__ФРАГМЕНТ ДОКУМЕНТА__:
Олеся Николаева
На смену монолитной советской культуре закономерно пришла культура калейдоскопическая и эклектичная. И тем не менее корни ее, при всей оппозиционности — и идеологической, и стилистической — режиму большевиков, уходят в советскую почву. Ибо хотя, как сказал поэт, «свое родство и скучное соседство мы презирать заведомо вольны», родство все же остается родством.
Мифоритуальный характер советской культуры
История идей упирается в историю чувства, историю ментальности человека. Ход ее имеет зигзагообразный рисунок и напоминает траекторию маятника, в амплитуде которого крайней точке рационализма и прагматизма соответствует последующий накал романтизма и сентиментализма: так, эпоха Просвещения, с ее доминантной установкой на возможности человеческого разума, сменяется эпохой романтизма, растворенного в мистических исканиях Александровской эпохи, та, в свою очередь, уступает место русскому вульгарному утилитаризму и нигилизму, на смену которому приходит народничество с его мечтательностью, патетикой и морализмом и, наконец, марксизм, претендующий на онтологизм, универсализм и мессианство и т. д.
На смену монолитной советской культуре закономерно пришла культура калейдоскопическая и эклектичная. И тем не менее корни ее, при всей оппозиционности — и идеологической, и стилистической — режиму большевиков, уходят в советскую почву. Ибо хотя, как сказал поэт, «свое родство и скучное соседство мы презирать заведомо вольны»(1), родство все же остается родством.
Мощная и сильная советская культура была культурой функциональной и оформительской по существу, ибо она «в художественных образах» оформляла советскую идеологию и воспитывала «нового человека»: железного борца и строителя коммунизма.
Как ни странно, но вымороченный М. Горьким (совместно с критиком Б. Кирпотиным) метод «социалистического реализма» действительно существовал. За реализм, правда, выдавался приукрашенный натурализм или же своеобразный классицизм, декларирующий себя как метод «жизнеподобия» и создающий образ такой реальности, где идеологически сконструированное «должное» выдается и принимается за действительное.
Под «жизненностью» произведения понималось наличие в нем житейских реалий, узнаваемых деталей и персонажей «с лицами прохожих», воспроизводящих обобщенный образ простого советского человека, этого «типичного представителя», призванного в новой жизни быть идейным «колесиком и винтиком» единой госмашины, то есть исключительно функцией социальных, производственных и государственных отношений.
За этой установкой на создание средствами культуры и искусства «дублированной» реальности, замешанной на идеальном образе коммунистического завтра, идеологически стерилизованной, лишенной онтологических проблем и психологических конфликтов и при этом претендующей на статус реальности первой и основной, скрывался некий неосознанный оккультный проект. Во всяком случае, элементы оккультного и магического отношения к действительности в советском искусстве были налицо.
Весьма примечателен в этом отношении случай со Сталиным, который наградил Сталинской премией всех актеров, которые играли роли молодогвардейцев в фильме «Молодая гвардия». Всех, кроме актера, исполнявшего роль предателя Стаховича: тень персонажа никак не позволяла артисту оказаться в числе лауреатов.

__ИСХОДНЫЕ ДАННЫЕ__:
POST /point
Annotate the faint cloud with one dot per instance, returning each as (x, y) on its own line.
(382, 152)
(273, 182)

__ЦЕЛЬ 1__: Согласуются ли с фрагментом о советской культуре утверждения: (а) метод «социалистического реализма» был придуман М. Горьким совместно с критиком Б. Кирпотиным; (б) Сталинскую премию получили все актеры фильма «Молодая гвардия», игравшие молодогвардейцев, включая исполнителя роли Стаховича; (в) советская культура была по существу функциональной и оформительской? Для каждого утверждения ответьте «да» или «нет» и дословно приведите решающие слова фрагмента.
__ЦЕЛЬ 2__: Какая культура, согласно фрагменту о советской культуре, пришла на смену монолитной советской культуре?
Данные к фрагменту не относятся и представляют собой отдельный материал.

__ПРАВИЛЬНЫЙ ОТВЕТ 1__:
(а) Да: «вымороченный М. Горьким (совместно с критиком Б. Кирпотиным) метод „социалистического реализма“».
(б) Нет: «Всех, кроме актера, исполнявшего роль предателя Стаховича».
(в) Да: «была культурой функциональной и оформительской по существу».

__ПРАВИЛЬНЫЙ ОТВЕТ 2__: Калейдоскопическая и эклектичная.